Set down the part of the news article on Lindsey Graham below from "Graham stated that" up to and including "had originated there.", word for word.

[[ EXCERPT PROVIDED open ]]

Lindsey Graham asks if 'deep-state science department' shot down COVID lab theory

News
Lindsey Graham Asks if 'Deep-State Science Department' Shot Down COVID Lab Theory
By Zoe Strozewski On 6/7/21 at 4:58 PM EDT

South Carolina Senator Lindsey Graham asked if there was a "deep state science department" that rejected the theory that COVID-19 came from a Wuhan lab during a press conference Monday.

Speaking from a lab in Greenville, South Carolina, Graham began the press conference lauding improvements in COVID-19 testing, the impact of vaccines on the severity of the infection, and the lab's work in testing COVID-19 variants for the country. However, the senator's speech quickly veered into the virus's origins.

"Right now I think the big story with COVID, is where did it come from? And does it matter where it came from?" he asked.

Graham stated that the World Health Organization was shown "what China wanted them to see" and that they weren't able to conduct an investigation in Wuhan to determine whether it had originated there.

"It was a dog and pony show. But first I want to know, how did our government potentially get it so wrong?"

Graham then spoke about a group of scientists who wrote a letter in the earlier days of the virus alleging that the concept of COVID-19 originating in a lab leak was a right-wing conspiracy.

"How did they know? Is there a deep state science department?" he asked. "Is the NIH and the State Department--were people in those two organizations trying to tamp down the idea that it may have come from the lab because they support the lab?"

[[ EXCERPT PROVIDED closed ]]
[[ DATA open ]]

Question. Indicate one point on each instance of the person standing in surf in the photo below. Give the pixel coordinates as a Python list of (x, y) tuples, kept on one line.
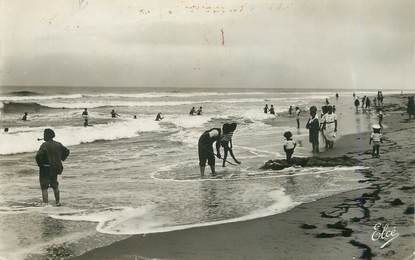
[(297, 116), (205, 149), (114, 114), (226, 142), (266, 109), (329, 127), (159, 117), (289, 146), (85, 113), (24, 118), (49, 158), (271, 110), (313, 127), (356, 104)]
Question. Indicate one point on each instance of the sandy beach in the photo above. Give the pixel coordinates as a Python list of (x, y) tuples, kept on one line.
[(337, 227)]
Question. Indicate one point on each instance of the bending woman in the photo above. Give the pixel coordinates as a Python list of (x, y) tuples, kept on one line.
[(226, 141)]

[[ DATA closed ]]

• **ANSWER FOR THE TASK**
Graham stated that the World Health Organization was shown "what China wanted them to see" and that they weren't able to conduct an investigation in Wuhan to determine whether it had originated there.